= Given problem =
Starting with the line that holds "In the photo above, where can the distant", copy out each remaining line of the listing below, up to and including the last one, and include nothing else.

Coordinate labeling data
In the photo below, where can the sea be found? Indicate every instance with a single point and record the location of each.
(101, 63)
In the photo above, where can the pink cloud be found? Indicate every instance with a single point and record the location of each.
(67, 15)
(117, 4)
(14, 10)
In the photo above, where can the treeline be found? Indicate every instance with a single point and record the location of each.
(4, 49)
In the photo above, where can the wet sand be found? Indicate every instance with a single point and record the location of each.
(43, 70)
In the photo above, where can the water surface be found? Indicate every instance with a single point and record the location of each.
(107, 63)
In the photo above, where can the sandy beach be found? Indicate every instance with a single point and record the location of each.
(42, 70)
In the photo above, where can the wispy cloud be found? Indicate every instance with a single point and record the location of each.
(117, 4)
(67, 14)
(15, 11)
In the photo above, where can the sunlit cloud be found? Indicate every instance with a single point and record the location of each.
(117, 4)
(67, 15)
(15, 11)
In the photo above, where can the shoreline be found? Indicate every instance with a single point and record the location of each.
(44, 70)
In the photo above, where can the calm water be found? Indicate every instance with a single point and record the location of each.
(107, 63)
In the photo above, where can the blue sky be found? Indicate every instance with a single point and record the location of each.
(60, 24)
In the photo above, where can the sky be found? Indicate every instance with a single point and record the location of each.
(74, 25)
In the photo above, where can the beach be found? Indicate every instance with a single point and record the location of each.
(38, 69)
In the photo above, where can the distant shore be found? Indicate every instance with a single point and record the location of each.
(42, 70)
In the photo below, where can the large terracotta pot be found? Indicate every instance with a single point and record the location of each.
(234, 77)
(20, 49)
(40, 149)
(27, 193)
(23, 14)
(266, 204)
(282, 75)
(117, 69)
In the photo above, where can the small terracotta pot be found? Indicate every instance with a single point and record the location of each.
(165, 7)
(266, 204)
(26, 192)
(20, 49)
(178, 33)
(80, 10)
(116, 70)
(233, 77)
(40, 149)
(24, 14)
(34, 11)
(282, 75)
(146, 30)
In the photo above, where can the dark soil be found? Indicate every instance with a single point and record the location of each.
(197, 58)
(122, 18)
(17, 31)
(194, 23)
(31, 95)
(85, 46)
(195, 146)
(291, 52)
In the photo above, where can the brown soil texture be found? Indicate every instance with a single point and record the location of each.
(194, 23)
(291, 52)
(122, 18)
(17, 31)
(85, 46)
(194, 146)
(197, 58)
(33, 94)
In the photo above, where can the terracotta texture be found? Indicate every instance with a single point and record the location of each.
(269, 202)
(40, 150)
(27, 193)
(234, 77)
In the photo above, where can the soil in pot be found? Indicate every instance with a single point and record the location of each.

= Answer for the task =
In the photo above, where can the distant shore be found? Indicate every instance with a single point and record the location of each.
(42, 70)
In the photo below, where can the large terracotta pot be found? Indicate every instance with a single point and record the location of each.
(234, 77)
(20, 49)
(40, 149)
(27, 193)
(23, 14)
(266, 204)
(282, 75)
(117, 69)
In the photo above, where can the small terracotta pot be found? Indicate every instance with a single point and record the location of each.
(165, 7)
(266, 204)
(26, 192)
(20, 49)
(178, 33)
(80, 10)
(116, 70)
(233, 77)
(40, 149)
(24, 14)
(34, 11)
(282, 75)
(146, 30)
In the photo above, where can the dark soil be found? Indicate every instance with a single point and record the location of each.
(197, 58)
(122, 18)
(17, 31)
(194, 23)
(31, 95)
(85, 46)
(195, 146)
(291, 52)
In the photo above, where can the brown soil texture be found? Indicate every instance with a single point and record the location of each.
(194, 23)
(291, 52)
(122, 18)
(17, 31)
(85, 46)
(194, 146)
(197, 58)
(33, 94)
In the photo above, where can the terracotta texture be found? Indicate every instance with a single point and record the location of each.
(269, 202)
(40, 150)
(27, 193)
(234, 77)
In the photo above, where can the soil in pot be found? Indicate every instance with a single point and record the location of each.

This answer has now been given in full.